EXERCISE DESCRIPTION
Rewrite all of the material below as a two-column CSV headed instruction and output, giving each instruction and the answer that follows it one row. Put each in a single quoted field with line breaks replaced by spaces, and leave out the pictures.

===============

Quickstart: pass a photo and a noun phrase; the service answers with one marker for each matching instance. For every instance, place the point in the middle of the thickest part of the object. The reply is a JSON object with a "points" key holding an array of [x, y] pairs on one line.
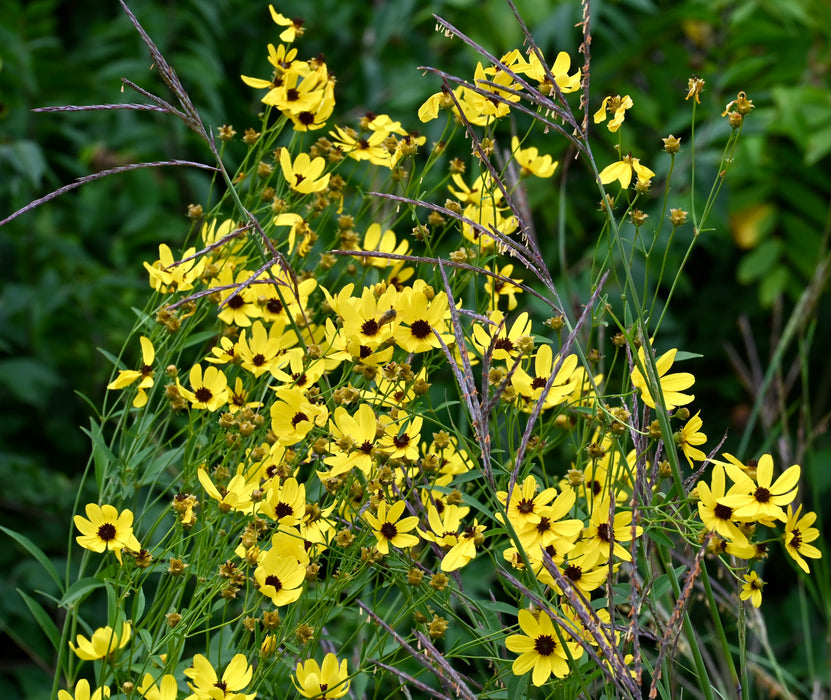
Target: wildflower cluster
{"points": [[290, 462]]}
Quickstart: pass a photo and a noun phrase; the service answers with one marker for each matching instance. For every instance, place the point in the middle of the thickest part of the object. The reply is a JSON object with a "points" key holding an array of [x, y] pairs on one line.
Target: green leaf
{"points": [[102, 456], [42, 617], [35, 551], [78, 590]]}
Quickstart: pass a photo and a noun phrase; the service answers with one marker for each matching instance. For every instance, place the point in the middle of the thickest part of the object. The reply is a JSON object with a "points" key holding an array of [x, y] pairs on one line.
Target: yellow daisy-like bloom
{"points": [[531, 162], [166, 689], [103, 644], [752, 589], [329, 680], [235, 496], [689, 436], [209, 390], [401, 441], [369, 147], [446, 530], [764, 499], [293, 27], [716, 517], [798, 533], [144, 374], [167, 276], [239, 304], [258, 350], [105, 528], [385, 242], [305, 174], [287, 503], [602, 536], [615, 105], [390, 528], [82, 692], [293, 416], [501, 336], [418, 318], [353, 441], [207, 685], [622, 172], [672, 385], [531, 387], [559, 70], [280, 576], [539, 648], [526, 505]]}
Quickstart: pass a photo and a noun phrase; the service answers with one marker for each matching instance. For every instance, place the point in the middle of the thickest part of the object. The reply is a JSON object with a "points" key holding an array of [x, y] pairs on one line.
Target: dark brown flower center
{"points": [[545, 645], [723, 512], [369, 327], [762, 495], [525, 506], [420, 329], [283, 509], [389, 531], [107, 532]]}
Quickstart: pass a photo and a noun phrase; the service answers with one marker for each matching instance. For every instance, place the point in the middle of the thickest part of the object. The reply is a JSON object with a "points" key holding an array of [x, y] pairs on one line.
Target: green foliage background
{"points": [[72, 268]]}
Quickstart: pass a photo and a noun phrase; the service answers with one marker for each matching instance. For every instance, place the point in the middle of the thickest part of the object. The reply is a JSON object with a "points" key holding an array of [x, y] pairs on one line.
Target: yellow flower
{"points": [[531, 162], [304, 175], [761, 500], [540, 648], [420, 320], [353, 441], [208, 686], [390, 528], [616, 105], [293, 416], [280, 576], [209, 389], [166, 275], [286, 504], [144, 373], [531, 386], [535, 70], [105, 528], [716, 517], [798, 533], [293, 27], [689, 436], [400, 441], [498, 337], [671, 384], [167, 688], [82, 692], [752, 589], [622, 171], [104, 643], [329, 680], [385, 242]]}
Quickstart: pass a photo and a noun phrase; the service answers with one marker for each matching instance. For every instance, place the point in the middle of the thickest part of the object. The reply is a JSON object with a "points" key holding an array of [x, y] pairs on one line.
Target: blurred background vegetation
{"points": [[72, 268]]}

===============

REPLY TO THE TASK
instruction,output
"Quickstart: pass a photo and a noun phrase; the service answers with one marker for each matching instance. For every instance, place the point in the middle of the thickest part of the object. The reply is a JSON object with a ""points"" key holding an array of [x, y] pairs on one line. Target: wildflower cluster","{""points"": [[290, 462]]}"
"Quickstart: pass a photo and a noun phrase; the service answers with one marker for each matching instance. For every instance, place the point in the middle of the thickest part of the object. The reply is a JSON object with a ""points"" key holding an array of [x, y] pairs on one line. Target: green leaf","{""points"": [[102, 456], [42, 617], [35, 551], [78, 590]]}"
"Quickstart: pass a photo and a noun phrase; the service answers with one marker for each matching instance. For every instance, place the point in the middle of the thickest part of the object. The reply is a JSON object with a ""points"" key holding an array of [x, y] pairs on one line. Target: yellow daisy-like bloom","{""points"": [[531, 162], [166, 689], [103, 644], [752, 589], [329, 680], [235, 496], [689, 436], [209, 390], [401, 441], [369, 147], [446, 530], [764, 499], [293, 27], [716, 517], [798, 533], [144, 374], [167, 276], [239, 304], [258, 350], [105, 528], [385, 242], [305, 174], [287, 503], [602, 536], [615, 105], [390, 528], [82, 692], [293, 416], [501, 336], [418, 318], [353, 441], [207, 685], [622, 172], [672, 385], [531, 387], [559, 70], [280, 576], [539, 648], [526, 505]]}"
"Quickstart: pass a photo and a noun phrase; the service answers with one marker for each matching instance. For every instance, place the point in the middle of the thickest part of the object. The reply is a JSON object with a ""points"" key holding an array of [x, y] pairs on one line. Target: dark brown flower center","{""points"": [[545, 645], [723, 512], [369, 327], [762, 495], [525, 506], [420, 329], [283, 509], [389, 531], [107, 532]]}"
"Quickstart: pass a photo and a noun phrase; the service answers with one marker for each matching instance. For every instance, place the point in the middle of the thickest part of the object. The reply is a JSON object with a ""points"" key holding an array of [x, y] pairs on one line. Target: green foliage background","{""points"": [[72, 268]]}"
"Quickstart: pass a photo and a noun phrase; the service answers with one marker for each matching instance. For every instance, place the point in the middle of the thickest part of the object. The reply is a JSON object with a ""points"" key holding an array of [x, y] pairs on one line. Target: yellow flower","{""points"": [[531, 162], [304, 175], [761, 500], [540, 648], [420, 320], [353, 441], [208, 686], [390, 528], [616, 105], [293, 416], [280, 576], [209, 389], [166, 275], [286, 504], [144, 373], [531, 386], [535, 70], [105, 528], [716, 517], [798, 533], [293, 27], [689, 436], [400, 441], [498, 337], [671, 384], [167, 688], [82, 692], [752, 589], [622, 171], [104, 643], [329, 680], [385, 242]]}"
"Quickstart: pass a photo and a noun phrase; the service answers with one marker for each matching instance. For every instance, place the point in the middle of the thickest part of the object. The reply is a JSON object with a ""points"" key holding an array of [x, y] pairs on one line. Target: blurred background vegetation","{""points"": [[72, 268]]}"